(AVAILABLE RECORDS begins)

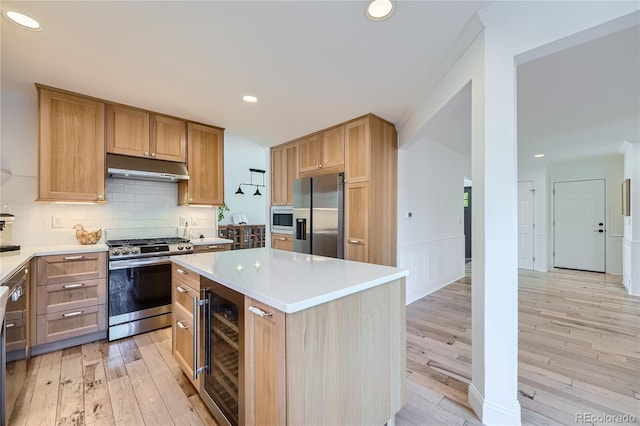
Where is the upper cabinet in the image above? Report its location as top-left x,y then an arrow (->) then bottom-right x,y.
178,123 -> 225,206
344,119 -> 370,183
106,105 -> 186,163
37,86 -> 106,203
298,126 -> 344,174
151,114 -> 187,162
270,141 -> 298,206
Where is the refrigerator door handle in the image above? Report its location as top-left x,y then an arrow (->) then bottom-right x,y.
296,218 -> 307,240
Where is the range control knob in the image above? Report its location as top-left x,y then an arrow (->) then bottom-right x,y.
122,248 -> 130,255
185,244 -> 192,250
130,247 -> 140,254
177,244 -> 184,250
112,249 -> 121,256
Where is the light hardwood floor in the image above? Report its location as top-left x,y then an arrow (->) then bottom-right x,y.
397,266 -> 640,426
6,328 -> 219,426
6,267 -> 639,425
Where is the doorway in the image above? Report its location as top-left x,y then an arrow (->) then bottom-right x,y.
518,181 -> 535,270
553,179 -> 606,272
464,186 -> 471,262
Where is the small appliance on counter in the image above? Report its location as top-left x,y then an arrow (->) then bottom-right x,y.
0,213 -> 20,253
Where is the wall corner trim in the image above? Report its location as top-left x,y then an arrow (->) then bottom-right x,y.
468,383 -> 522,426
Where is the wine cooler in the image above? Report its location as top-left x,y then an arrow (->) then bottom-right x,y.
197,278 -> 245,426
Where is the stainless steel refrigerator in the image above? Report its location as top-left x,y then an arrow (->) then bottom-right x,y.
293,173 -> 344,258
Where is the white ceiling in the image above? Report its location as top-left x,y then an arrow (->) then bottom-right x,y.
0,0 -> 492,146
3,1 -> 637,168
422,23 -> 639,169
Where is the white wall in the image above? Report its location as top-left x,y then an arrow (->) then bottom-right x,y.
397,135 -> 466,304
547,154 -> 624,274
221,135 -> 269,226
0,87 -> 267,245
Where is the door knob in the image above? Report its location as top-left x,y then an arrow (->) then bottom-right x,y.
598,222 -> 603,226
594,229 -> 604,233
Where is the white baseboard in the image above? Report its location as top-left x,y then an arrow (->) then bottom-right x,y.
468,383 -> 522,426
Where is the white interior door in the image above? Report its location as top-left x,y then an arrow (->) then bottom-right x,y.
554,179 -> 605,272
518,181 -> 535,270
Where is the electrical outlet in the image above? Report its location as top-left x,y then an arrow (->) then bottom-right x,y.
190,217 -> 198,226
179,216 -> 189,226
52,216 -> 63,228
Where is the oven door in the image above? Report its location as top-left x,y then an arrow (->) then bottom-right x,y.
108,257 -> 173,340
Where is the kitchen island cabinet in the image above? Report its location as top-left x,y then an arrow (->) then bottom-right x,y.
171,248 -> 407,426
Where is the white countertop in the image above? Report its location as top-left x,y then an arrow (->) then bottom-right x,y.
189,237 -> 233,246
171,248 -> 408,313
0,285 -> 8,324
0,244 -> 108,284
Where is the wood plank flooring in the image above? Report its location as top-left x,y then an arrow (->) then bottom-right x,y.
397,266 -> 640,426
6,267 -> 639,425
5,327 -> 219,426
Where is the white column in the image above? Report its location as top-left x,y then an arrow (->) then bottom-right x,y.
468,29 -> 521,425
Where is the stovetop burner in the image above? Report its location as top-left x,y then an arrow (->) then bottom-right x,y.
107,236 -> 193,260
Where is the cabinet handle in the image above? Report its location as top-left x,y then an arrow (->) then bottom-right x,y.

(AVAILABLE RECORDS ends)

### YOUR TASK:
Write the records above out again exactly, but not the pictures.

### TASK RESPONSE:
Where is the upper cabinet in the image above? Report its location as top-left x,y then an arrow (->) then bottom-right x,y.
178,123 -> 225,206
344,119 -> 370,183
106,105 -> 186,163
37,86 -> 106,203
298,126 -> 344,174
151,114 -> 187,162
270,141 -> 298,206
Where is the refrigerator door handle in the image above? Report its location as top-left x,y then an arrow (->) then bottom-right x,y.
296,218 -> 307,240
Where is the range control knob in the image above? Report its location as top-left x,y then an arrow (->) then bottom-right x,y.
122,248 -> 130,255
185,244 -> 192,250
130,247 -> 140,254
177,244 -> 184,250
112,249 -> 121,256
Where is the light hardwood floor in the image above? Report its location as top-left x,y then an arrow (->) then bottom-right x,y.
397,266 -> 640,426
6,328 -> 219,426
6,267 -> 639,425
Where is the doorway in the image above? Report its location as top-left x,y then an arrow (->) then bottom-right x,y.
518,181 -> 535,270
553,179 -> 606,272
464,186 -> 471,262
Where is the small appliance on counter in the image above? Report its location as top-left x,y then an arrow (->) then bottom-right x,y.
0,213 -> 20,253
Where is the wall corner trim in the image above? Report its location as top-left x,y then an arrow (->) then bottom-right x,y.
468,383 -> 522,426
Where is the wine cooler in the image above? Report its location as top-left x,y then an arrow (->) then bottom-right x,y.
197,278 -> 245,426
Where is the stainless steel refrigerator in the image above? Report its location as top-left x,y then an arrow (->) then bottom-right x,y.
293,173 -> 344,258
Where is the white ceiling in the image above? Report its location as top-left x,y then an arrow (->) then bottom-right x,y.
0,0 -> 492,146
3,1 -> 637,168
422,23 -> 639,169
Where is the white wall in the image above? Report its location as top-left x,y then an arrow (->) then bottom-right x,y.
397,135 -> 466,304
547,154 -> 624,274
221,135 -> 269,226
0,87 -> 267,245
Where is the door knob in the image above? Report its location as top-left x,y then an arrow (->) then bottom-right x,y.
598,222 -> 603,226
594,229 -> 604,233
Where is the white baseboard in the image above? Report its location as top-left x,y then an arrow (->) then bottom-right x,y.
468,383 -> 522,426
Where is the white interior door in the image above? Report its location as top-left x,y then an arrow (->) then bottom-right x,y.
554,179 -> 605,272
518,181 -> 535,270
Where is the electrical outlet in the image above? Report its location as top-left x,y then an arrow (->) then bottom-right x,y.
190,217 -> 198,226
179,216 -> 189,226
52,216 -> 63,228
Where is the oven door in the image above? Report its location as top-left x,y then an arrow (->) then bottom-right x,y.
108,257 -> 173,340
Where is the kitchen island cabinet in the image above? Report its location as top-left x,y then an arrow (->) then bottom-right x,y.
171,248 -> 407,426
Where is the white countertop in the image above? Report its location as top-left x,y then an arrow (->) then bottom-right x,y.
189,237 -> 233,246
171,248 -> 408,313
0,285 -> 8,324
0,244 -> 108,284
Where is the wood plank flooring in the image above? Report its location as top-left x,y then an arrow (->) then bottom-right x,y.
397,266 -> 640,426
6,267 -> 639,425
5,327 -> 219,426
Where is the white column in the image above? Report its location as top-left x,y then an arrow (->) then bottom-right x,y.
468,29 -> 521,425
Where is the stovetop burner in the image above? Report its location as top-left x,y then an arrow (->) then bottom-right x,y.
107,236 -> 193,260
Where is the cabinet handle in the image above? Report its location as top-left x,y then an arrow (->) then bottom-right x,y.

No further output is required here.